→ DATA:
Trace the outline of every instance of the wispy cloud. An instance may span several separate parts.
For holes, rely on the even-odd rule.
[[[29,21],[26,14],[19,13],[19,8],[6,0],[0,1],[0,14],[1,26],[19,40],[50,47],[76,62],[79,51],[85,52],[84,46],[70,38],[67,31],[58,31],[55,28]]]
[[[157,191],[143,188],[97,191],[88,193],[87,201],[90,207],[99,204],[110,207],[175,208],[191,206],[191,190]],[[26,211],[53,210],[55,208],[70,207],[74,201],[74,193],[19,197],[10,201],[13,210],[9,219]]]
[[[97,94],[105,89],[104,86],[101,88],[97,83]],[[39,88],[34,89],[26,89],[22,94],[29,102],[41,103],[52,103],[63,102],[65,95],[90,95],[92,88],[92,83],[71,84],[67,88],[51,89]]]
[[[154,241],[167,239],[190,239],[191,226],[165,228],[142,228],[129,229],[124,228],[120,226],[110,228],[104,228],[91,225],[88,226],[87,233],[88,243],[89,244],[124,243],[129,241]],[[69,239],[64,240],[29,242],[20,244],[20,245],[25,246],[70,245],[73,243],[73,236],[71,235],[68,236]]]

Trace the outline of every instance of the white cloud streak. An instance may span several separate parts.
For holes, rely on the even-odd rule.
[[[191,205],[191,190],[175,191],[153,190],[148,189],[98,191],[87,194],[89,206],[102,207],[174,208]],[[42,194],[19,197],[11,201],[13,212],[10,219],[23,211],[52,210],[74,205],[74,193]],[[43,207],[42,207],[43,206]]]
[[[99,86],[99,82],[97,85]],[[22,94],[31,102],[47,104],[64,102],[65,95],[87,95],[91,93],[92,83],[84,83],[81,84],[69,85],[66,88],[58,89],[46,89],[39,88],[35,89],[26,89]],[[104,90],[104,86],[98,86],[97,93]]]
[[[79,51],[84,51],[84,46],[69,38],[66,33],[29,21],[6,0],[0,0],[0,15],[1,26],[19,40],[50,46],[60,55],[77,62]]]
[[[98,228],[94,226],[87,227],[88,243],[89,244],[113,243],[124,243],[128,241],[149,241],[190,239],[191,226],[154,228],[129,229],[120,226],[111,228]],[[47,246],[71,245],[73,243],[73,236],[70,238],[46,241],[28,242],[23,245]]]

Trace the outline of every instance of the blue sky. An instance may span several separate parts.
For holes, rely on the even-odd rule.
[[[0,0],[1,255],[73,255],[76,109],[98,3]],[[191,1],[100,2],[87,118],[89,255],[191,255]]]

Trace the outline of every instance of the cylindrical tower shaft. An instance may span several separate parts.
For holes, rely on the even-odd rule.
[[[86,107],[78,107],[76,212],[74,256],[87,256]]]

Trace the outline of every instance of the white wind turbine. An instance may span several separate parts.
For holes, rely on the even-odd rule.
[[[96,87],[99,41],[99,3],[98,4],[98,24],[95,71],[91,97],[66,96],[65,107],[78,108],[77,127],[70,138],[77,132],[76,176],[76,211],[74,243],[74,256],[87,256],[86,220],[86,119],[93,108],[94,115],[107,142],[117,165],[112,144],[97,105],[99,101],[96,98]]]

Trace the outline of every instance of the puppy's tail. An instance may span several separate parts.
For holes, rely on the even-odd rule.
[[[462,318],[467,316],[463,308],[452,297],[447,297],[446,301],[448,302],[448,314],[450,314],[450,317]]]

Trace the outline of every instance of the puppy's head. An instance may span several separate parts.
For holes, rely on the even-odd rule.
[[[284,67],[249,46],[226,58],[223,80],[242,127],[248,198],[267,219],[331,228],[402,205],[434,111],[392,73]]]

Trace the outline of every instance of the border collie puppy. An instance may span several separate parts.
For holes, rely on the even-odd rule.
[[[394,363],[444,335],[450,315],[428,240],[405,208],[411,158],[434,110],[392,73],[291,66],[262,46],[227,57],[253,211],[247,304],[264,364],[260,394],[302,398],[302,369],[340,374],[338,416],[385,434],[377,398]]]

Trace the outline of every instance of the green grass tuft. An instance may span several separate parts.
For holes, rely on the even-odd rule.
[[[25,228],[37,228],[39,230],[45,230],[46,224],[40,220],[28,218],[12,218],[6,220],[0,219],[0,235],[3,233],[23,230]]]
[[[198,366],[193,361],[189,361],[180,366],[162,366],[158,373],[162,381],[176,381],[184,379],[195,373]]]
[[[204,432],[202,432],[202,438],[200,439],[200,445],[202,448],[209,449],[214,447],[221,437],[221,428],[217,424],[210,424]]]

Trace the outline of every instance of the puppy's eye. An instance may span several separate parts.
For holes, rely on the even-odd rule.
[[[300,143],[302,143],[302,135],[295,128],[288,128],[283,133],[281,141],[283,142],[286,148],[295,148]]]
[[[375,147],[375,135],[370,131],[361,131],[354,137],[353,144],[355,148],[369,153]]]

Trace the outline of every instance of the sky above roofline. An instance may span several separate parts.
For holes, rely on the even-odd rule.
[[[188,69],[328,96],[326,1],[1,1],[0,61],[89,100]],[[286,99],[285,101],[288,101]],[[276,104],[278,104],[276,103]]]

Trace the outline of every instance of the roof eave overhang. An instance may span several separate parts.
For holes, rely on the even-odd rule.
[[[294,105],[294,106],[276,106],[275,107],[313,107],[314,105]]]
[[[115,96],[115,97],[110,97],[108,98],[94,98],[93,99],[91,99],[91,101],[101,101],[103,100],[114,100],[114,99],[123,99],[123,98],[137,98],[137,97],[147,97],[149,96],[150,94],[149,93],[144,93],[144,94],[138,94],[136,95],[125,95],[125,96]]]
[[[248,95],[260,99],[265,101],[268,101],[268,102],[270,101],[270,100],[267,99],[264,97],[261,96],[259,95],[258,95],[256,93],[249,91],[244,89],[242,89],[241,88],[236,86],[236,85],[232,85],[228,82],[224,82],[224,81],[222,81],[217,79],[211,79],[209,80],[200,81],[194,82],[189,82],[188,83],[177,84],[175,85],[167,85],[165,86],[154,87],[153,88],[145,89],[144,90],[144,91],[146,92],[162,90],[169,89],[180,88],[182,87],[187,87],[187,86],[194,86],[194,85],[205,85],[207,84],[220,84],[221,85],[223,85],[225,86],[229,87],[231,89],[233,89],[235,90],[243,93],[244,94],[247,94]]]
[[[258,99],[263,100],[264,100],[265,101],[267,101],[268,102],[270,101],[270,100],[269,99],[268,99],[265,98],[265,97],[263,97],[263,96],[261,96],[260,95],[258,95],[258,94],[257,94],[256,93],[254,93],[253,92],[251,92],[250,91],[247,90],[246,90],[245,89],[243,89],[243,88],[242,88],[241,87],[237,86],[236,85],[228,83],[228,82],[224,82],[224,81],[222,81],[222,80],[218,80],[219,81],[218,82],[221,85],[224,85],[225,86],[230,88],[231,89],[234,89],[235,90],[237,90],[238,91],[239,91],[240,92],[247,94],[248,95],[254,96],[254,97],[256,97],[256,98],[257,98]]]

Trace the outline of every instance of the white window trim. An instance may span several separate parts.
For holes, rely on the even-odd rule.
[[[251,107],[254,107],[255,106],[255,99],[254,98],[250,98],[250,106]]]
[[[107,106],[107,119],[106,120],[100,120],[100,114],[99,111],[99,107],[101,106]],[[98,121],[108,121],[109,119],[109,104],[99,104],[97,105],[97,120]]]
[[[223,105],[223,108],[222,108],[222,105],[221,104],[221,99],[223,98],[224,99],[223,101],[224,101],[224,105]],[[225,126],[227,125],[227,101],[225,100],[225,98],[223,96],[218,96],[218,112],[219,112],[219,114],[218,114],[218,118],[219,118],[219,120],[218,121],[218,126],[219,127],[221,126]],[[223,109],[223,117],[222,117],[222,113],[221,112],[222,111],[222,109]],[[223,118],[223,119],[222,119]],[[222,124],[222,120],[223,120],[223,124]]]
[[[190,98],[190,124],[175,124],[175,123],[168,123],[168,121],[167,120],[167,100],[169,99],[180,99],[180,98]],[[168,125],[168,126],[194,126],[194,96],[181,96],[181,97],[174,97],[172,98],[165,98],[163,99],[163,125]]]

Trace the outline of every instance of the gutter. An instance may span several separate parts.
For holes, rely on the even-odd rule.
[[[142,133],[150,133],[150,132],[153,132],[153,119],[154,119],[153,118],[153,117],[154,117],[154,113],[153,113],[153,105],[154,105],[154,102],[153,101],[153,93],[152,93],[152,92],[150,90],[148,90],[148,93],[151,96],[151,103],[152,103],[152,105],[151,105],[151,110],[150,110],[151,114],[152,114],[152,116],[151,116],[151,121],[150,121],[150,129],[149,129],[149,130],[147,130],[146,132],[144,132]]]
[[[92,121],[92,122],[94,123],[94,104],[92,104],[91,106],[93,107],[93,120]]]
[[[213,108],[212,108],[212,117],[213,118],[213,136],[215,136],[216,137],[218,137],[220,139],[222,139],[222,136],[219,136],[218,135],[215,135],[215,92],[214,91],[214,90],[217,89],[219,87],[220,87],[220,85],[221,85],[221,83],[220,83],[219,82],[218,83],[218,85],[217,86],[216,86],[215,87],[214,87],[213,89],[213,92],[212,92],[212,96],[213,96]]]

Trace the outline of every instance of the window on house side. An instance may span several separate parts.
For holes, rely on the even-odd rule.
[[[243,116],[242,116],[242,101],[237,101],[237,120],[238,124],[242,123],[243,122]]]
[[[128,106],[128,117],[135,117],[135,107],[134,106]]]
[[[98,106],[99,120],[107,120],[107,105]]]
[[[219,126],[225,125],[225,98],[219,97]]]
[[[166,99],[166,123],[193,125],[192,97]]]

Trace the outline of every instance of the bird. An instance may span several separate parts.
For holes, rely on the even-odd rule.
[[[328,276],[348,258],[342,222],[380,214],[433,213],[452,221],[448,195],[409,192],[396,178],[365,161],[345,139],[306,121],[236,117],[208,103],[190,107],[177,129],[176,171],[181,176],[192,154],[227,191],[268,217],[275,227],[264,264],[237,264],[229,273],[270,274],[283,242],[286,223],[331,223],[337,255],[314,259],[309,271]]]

→ EXERCISE AIM: Could you copy out the material word for word, from the line containing "Trace the outline of every instance of the window" through the end of the material, including both ends?

→ SOLUTION FOR THIS EXERCISE:
Trace the outline of every instance of the window on house side. An instance may span several separate parts.
For holes, rely on the even-odd rule.
[[[243,116],[242,116],[242,101],[237,101],[237,120],[238,124],[242,123],[243,122]]]
[[[128,106],[128,117],[135,117],[135,107],[134,106]]]
[[[98,106],[99,120],[107,120],[107,105]]]
[[[219,126],[225,125],[225,98],[219,97]]]
[[[166,99],[166,123],[193,125],[192,97]]]

Trace the outline of every instance of the bird. An instance may span several separate parts.
For holes, rely on the even-odd rule.
[[[328,276],[348,258],[342,222],[380,214],[433,213],[452,221],[448,195],[409,192],[396,178],[365,161],[345,139],[306,121],[236,117],[208,103],[190,107],[177,129],[176,171],[181,176],[192,154],[227,191],[268,217],[275,227],[264,264],[237,264],[229,273],[270,274],[283,242],[286,223],[331,223],[337,255],[314,259],[309,271]]]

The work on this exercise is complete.